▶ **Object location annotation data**
»»

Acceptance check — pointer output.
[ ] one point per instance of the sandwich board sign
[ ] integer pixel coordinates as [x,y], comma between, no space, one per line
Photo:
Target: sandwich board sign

««

Render the data above as a Markdown table with two columns, Row and Line, giving each line's number under Row and its text under Line, and omit any blank lines.

| Row | Line |
|---|---|
| 1 | Acceptance check — pointer output. |
| 2 | [ ] one point per instance of the sandwich board sign |
| 3 | [ ] integer pixel coordinates as [x,y], comma between, no space, one per line |
| 4 | Photo: |
| 5 | Target: sandwich board sign |